Há muitos mais comentadores dos resultados eleitorais no PSD do que votantes neste processo eleitoral (foram 36476 os escolhidos). Como no futebol palrado das segundas-feiras de manhã, a verdadeira competição começa depois do último apito do árbitro. A abundância de comentários também resulta da tradição exclusivista dos partidos portugueses, pouco dados à americanice das primárias com direito a voto por parte de simpatizantes (e tantos simpatizantes que desta vez teriam encontrado o caminho para umas primárias no PSD…). As eleições no PSD acabam por, a um tempo, emocionar e frustrar os portugueses, em particular todos aqueles que não integram o colégio eleitoral. Acontece o mesmo com as eleições para a presidência dos EUA onde também, infelizmente, não votamos todos.
Dos 36746 destacam-se os 1746 que deram a vitória a Rui Rio. Houve quem visse neles um exército de patriotas tomando a Bastilha do PSD e derrubando o baronato laranja. A luta de classes não explica tudo e menos ainda o PSD. Na contenda laranja é fácil descobrir barões nas duas frentes, mesmo aqueles que renegam a baronia (estou a pensar em Alberto João Jardim que converteu muito madeirense ao patriotismo de Rio).
Outros explicadores preferiram ver na lide laranja um confronto entre os puros e os mercadores. Os primeiros, unidos em torno de Rangel, estariam indisponíveis para trocar os ideias sociais democratas por um lugar à mesa do Governo (ou, pelo menos, do orçamento). Os segundos, abraçando, tardiamente e com alguma surpresa por parte dos sondadores, Rio, viram mais curta a sua caminhada em direcção ao poder. Esta tentada bipartição do PSD entre idealistas e realistas é manifestamente contrariada pela prática de um partido que tem gozado de boa saúde política sem precisar de ideologia.

——

■ **COMPLETE O SEGUINTE**
A. No texto sobre as eleições no PSD, à volta de quem estariam unidos os chamados puros?
B. Copie do texto sobre as eleições no PSD o trecho que vai de "Dos 36746 destacam-se" até "patriotismo de Rio).".
C. Escreva a continuação do texto sobre as eleições no PSD, a seguir à última frase apresentada.

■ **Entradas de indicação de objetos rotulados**
——

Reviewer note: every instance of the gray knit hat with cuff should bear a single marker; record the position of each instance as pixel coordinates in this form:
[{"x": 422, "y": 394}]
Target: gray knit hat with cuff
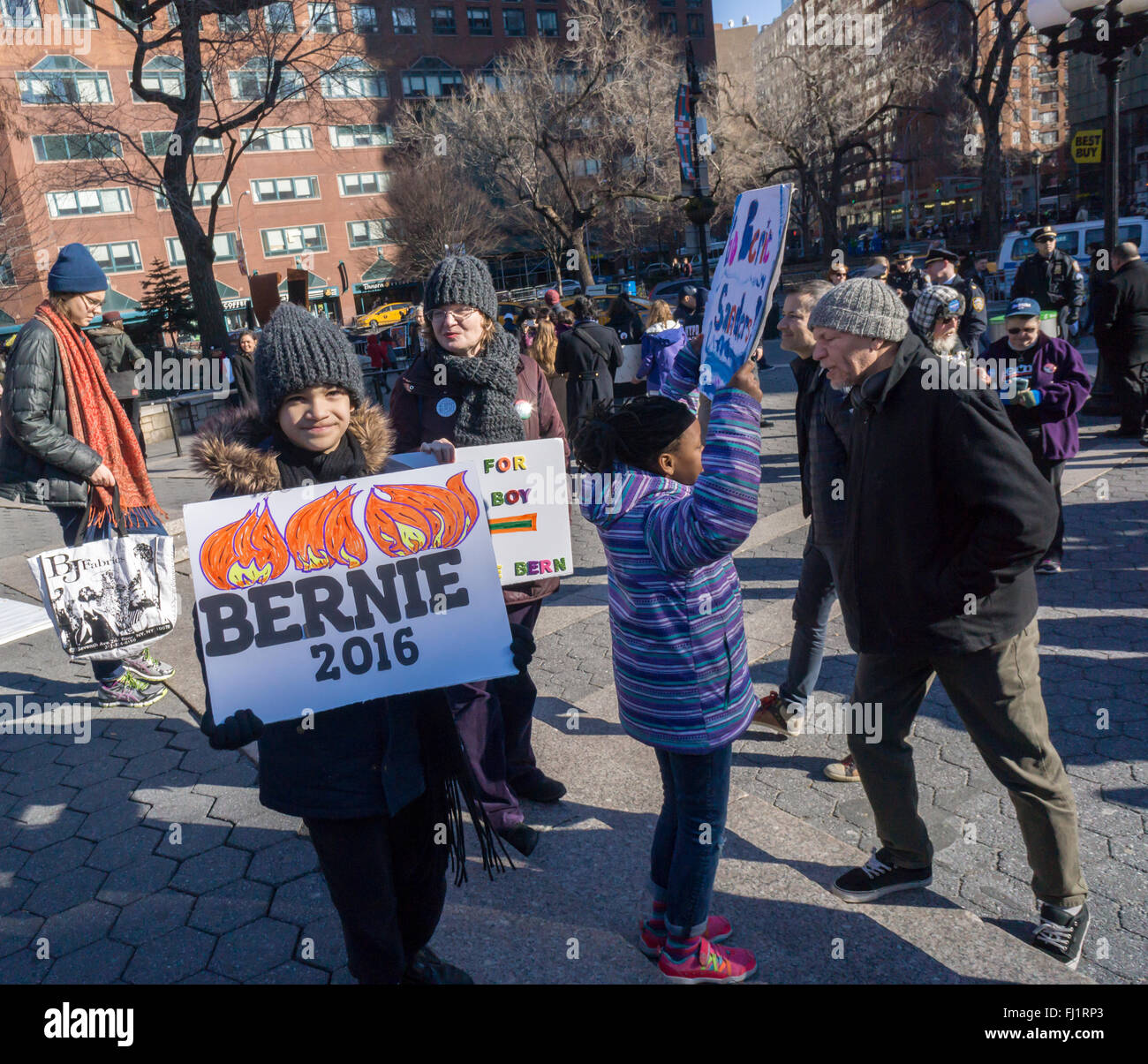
[
  {"x": 463, "y": 280},
  {"x": 298, "y": 351},
  {"x": 862, "y": 306}
]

——

■ **RESPOSTAS ÀS TAREFAS**
A. À volta de Rangel.

B.
Dos 36746 destacam-se os 1746 que deram a vitória a Rui Rio. Houve quem visse neles um exército de patriotas tomando a Bastilha do PSD e derrubando o baronato laranja. A luta de classes não explica tudo e menos ainda o PSD. Na contenda laranja é fácil descobrir barões nas duas frentes, mesmo aqueles que renegam a baronia (estou a pensar em Alberto João Jardim que converteu muito madeirense ao patriotismo de Rio).

C.
É provável que o PSD, sendo o partido mais português de Portugal, se tenha identificado com a manifesta e actual indisponibilidade dos portugueses para continuarem a tolerar agendas políticas encostadas aos extremismos de esquerda (fracturantes nas práticas e nos costumes, animalistas, no privilégio sindical limitado ao sector público) ou que se possam vir a encostar aos extremismos de direita (igualmente fracturantes nas práticas e nos costumes, na promoção do privilégio e na descriminação injustificada). O PSD que elegeu Rio não tem qualquer apetência pelo neoliberalismo ensaiado por Passos. E quer manter, com recurso ao Orçamento de Estado, o estatuto da Função Pública e dos reformados, arranjando emprego para a descendência e cuidados para os ascendentes.
A Geringonça foi útil para exorcisar a Troika e Passos, mas não transformou o PS num partido de extrema esquerda e muito menos o fez em relação aos dois Governos do PS. Os chamamentos à suposta pureza do esquerdismo que deveria guiar o PS não têm eco junto dos eleitores.
Há actualmente uma maioria sociológica, que inclui uma grande percentagem dos eleitores do PS e do PSD, e que apoia uma agenda comum de manutenção do papel do Estado sem grandes preocupações metafísicas quanto à respectiva sustentabilidade financeira. A eleição de Rio é uma das consequências desta realidade. Será esta mesma agenda comum que distribuirá o eleitorado pelos dois partidos do centro, com perdas significativas na extrema esquerda e sem ganhos extraordinários da extrema direita (não mais do que a transferência de votos do defunto CDS e da ala liberal do PSD).
Rio prepara a próxima etapa, premiando “a competência e a lealdade”, ou seja a competência na lealdade. Les jeux sont faits.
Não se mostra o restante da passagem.